_ACTIVITY_
Starting at the line that contains "x=556, y=365", write out every line through the end of the records below exactly as it appears, and leave out all pictures.

_INFORMATION_
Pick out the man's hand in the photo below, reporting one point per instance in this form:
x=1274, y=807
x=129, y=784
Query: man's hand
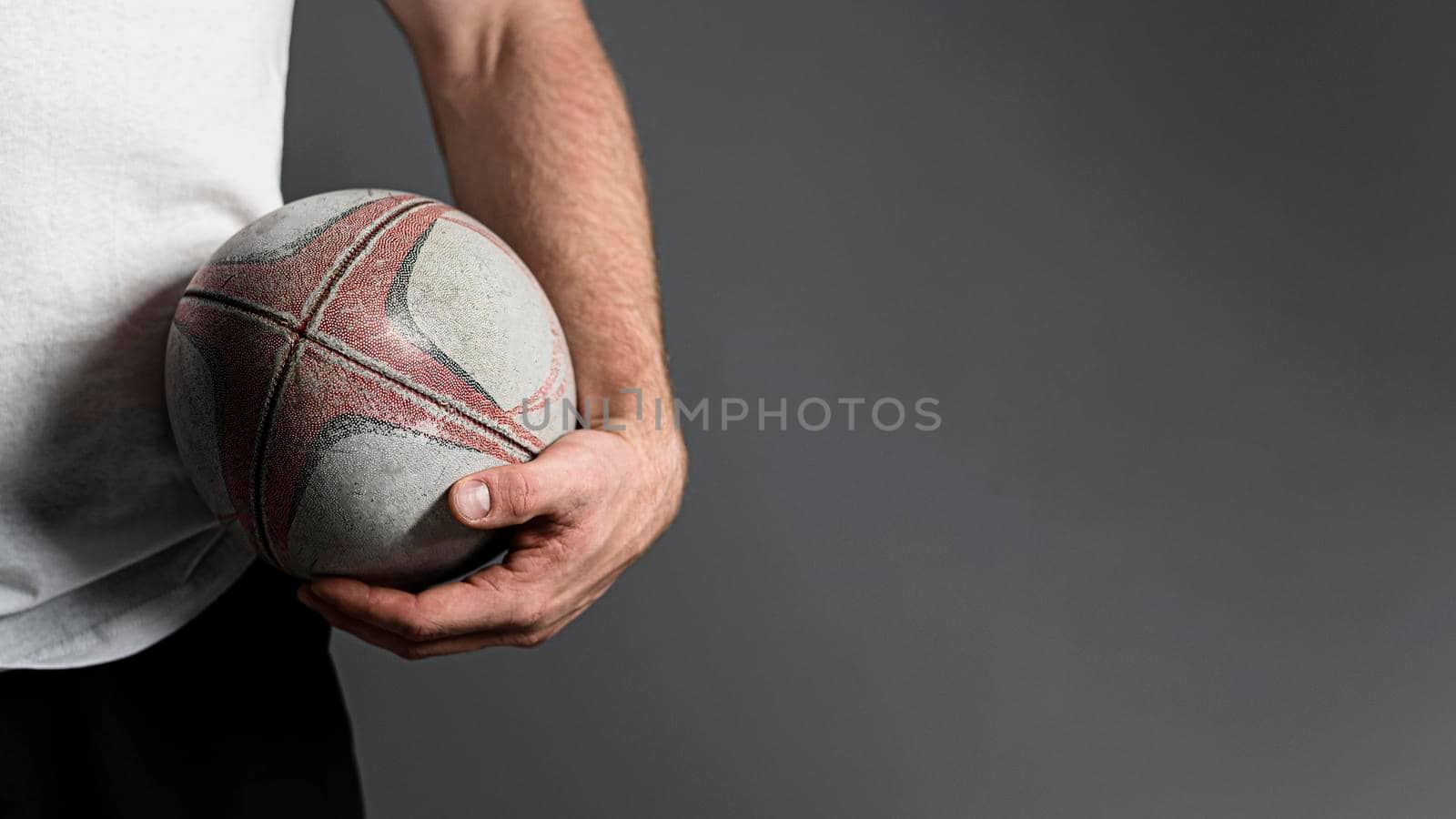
x=539, y=146
x=575, y=518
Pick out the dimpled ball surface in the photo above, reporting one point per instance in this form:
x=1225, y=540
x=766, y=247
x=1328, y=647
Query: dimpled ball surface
x=341, y=361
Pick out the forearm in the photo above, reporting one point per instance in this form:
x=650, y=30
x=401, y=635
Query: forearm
x=539, y=146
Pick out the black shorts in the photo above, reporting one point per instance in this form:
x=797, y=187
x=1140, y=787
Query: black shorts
x=237, y=714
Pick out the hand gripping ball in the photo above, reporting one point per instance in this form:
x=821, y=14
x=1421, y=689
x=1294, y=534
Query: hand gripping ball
x=341, y=361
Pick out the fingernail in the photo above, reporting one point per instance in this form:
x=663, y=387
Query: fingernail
x=473, y=500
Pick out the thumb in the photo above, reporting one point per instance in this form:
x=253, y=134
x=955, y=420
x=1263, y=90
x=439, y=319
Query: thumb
x=516, y=493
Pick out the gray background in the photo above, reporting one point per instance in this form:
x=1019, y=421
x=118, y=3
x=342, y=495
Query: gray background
x=1179, y=276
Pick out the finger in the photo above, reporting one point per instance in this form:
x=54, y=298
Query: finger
x=417, y=651
x=557, y=481
x=495, y=598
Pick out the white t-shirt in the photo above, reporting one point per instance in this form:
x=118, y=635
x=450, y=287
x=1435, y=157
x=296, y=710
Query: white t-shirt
x=135, y=137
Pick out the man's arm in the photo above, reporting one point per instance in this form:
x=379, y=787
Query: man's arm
x=539, y=146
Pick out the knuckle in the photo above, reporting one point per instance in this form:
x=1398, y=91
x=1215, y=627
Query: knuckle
x=528, y=617
x=531, y=639
x=519, y=493
x=421, y=630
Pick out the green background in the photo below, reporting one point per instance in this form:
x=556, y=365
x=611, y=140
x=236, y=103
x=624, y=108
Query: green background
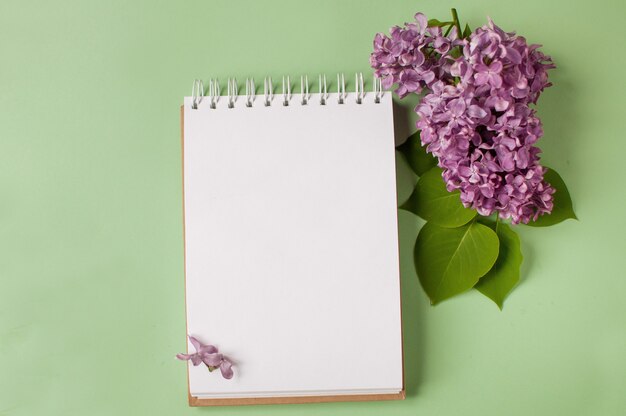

_TASK RESULT_
x=556, y=365
x=611, y=140
x=236, y=103
x=624, y=108
Query: green background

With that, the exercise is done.